PROBLEM DESCRIPTION: Pick out every line in the material below that contains the string "block", and copy each such line in full. Case counts.

ENTRIES PROVIDED:
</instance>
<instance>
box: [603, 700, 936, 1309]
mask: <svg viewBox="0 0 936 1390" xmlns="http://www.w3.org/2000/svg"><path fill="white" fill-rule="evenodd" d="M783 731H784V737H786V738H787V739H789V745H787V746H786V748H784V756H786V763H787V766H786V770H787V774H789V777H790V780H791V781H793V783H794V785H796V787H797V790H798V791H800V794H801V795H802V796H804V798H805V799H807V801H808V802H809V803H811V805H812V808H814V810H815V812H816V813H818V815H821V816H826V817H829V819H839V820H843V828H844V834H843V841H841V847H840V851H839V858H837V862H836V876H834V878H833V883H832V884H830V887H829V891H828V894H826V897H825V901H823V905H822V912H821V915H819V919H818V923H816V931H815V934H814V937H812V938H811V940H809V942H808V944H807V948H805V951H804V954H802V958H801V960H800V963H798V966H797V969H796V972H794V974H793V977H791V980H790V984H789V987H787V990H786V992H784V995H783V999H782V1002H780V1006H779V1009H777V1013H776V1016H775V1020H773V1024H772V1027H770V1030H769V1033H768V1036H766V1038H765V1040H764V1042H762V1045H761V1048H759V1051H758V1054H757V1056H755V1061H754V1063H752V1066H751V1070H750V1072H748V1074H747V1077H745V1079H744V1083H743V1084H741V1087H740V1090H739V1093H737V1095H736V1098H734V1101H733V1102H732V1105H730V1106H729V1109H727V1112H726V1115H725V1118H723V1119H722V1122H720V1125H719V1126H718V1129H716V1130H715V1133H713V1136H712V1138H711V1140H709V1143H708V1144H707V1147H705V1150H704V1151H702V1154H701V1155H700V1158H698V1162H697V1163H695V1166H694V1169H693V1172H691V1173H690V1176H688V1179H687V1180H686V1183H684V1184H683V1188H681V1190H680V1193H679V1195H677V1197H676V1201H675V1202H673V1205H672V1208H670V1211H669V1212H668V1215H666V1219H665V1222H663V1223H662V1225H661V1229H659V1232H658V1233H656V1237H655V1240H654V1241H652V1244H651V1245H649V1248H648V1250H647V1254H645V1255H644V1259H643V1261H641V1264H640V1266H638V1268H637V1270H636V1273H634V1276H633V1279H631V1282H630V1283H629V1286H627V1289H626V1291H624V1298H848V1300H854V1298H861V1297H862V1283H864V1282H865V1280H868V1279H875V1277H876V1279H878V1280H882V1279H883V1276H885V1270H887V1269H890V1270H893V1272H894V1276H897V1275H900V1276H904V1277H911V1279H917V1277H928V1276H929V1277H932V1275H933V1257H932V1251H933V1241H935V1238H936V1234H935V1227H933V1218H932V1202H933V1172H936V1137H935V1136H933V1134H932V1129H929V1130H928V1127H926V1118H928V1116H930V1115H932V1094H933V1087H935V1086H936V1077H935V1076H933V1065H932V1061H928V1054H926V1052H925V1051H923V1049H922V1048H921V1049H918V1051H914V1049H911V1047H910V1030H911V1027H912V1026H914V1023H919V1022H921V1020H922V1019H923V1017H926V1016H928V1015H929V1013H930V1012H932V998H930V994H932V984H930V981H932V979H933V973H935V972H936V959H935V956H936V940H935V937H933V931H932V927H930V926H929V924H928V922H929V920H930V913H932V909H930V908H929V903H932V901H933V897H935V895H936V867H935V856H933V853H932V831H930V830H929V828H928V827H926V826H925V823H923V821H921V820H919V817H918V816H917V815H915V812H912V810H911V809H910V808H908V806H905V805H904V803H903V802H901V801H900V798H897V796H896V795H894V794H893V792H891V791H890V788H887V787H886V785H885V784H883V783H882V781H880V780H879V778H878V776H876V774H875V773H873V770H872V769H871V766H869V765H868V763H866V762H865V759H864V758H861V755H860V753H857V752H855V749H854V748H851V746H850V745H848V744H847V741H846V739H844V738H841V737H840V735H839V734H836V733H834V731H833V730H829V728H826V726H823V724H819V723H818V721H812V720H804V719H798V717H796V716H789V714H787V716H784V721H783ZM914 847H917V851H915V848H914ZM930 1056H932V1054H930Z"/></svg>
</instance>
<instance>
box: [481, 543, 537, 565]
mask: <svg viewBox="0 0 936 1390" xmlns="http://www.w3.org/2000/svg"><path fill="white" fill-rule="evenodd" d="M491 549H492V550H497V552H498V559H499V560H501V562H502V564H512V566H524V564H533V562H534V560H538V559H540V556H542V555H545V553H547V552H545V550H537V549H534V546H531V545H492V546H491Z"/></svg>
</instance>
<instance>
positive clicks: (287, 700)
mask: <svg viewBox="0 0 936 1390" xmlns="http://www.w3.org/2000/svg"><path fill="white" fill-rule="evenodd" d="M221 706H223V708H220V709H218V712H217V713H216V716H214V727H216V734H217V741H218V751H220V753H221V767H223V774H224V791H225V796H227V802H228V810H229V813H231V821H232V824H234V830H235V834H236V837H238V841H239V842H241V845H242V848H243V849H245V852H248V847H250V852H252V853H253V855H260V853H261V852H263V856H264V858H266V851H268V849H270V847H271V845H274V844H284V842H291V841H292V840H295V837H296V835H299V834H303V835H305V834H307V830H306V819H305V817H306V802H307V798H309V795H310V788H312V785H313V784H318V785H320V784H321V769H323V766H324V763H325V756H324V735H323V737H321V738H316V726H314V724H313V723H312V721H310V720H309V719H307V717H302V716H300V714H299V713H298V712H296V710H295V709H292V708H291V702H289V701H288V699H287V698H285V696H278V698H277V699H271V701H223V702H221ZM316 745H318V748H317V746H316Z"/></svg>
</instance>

* * *

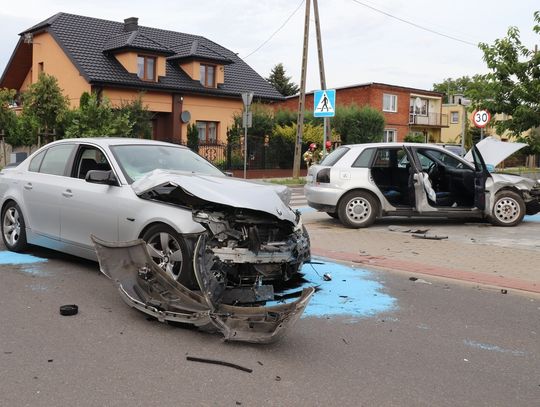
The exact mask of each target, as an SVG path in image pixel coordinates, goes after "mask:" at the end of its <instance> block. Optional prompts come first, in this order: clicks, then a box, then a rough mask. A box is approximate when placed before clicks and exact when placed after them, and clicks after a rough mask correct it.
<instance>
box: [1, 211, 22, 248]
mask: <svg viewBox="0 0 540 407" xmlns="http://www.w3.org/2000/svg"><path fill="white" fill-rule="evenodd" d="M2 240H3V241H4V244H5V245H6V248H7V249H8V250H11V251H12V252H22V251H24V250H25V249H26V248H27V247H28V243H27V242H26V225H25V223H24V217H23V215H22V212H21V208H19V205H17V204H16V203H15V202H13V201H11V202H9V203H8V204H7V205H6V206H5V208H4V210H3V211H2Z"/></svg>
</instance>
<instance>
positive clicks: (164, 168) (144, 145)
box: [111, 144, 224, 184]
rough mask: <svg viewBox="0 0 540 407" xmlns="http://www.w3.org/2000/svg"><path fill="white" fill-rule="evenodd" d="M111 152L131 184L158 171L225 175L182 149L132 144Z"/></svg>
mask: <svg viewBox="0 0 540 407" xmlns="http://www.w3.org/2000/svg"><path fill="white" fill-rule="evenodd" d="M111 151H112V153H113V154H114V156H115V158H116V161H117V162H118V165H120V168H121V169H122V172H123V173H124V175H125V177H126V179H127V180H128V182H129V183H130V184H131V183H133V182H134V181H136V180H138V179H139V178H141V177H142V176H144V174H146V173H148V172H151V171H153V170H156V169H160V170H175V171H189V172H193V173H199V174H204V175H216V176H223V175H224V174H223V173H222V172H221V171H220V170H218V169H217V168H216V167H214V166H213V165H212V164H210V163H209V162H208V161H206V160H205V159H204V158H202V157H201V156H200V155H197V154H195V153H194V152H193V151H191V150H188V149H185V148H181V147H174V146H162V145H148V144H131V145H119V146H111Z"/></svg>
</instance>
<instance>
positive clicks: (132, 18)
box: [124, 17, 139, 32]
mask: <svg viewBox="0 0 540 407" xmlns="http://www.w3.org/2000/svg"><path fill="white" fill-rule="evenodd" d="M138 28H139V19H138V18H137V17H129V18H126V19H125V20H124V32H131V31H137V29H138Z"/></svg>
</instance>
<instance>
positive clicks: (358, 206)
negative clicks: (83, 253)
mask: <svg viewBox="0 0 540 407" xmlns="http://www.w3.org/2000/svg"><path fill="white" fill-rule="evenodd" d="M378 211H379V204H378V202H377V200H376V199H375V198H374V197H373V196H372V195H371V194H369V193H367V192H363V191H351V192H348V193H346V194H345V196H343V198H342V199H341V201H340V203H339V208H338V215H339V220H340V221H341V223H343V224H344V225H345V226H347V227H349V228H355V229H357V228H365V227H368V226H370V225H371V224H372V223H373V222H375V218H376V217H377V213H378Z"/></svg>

--

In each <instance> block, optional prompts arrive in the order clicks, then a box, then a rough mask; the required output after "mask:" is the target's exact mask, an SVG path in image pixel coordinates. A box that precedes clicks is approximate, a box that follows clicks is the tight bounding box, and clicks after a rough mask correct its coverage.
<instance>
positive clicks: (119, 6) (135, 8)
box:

RESPONSE TO THIS TASK:
The exact mask of each target, as an SVG path in image pixel coordinates, goes after "mask:" at the end of its <instance> block. Optional prompts come first, in this order: clicks, then a box, then a rough mask. A box is approximate when placed before clicks and exact when placed after them, and clicks after a rough mask correct it.
In each <instance> block, optional prompts arrive in the order clicks, then a box, then a rough mask; the required output after "mask:" is the target's exact mask, an SVG path in image pixel coordinates. A box that precedes clicks is approximate, a box that follows clicks is the tight bounding box, and clicks after a rough mask correct its coverage.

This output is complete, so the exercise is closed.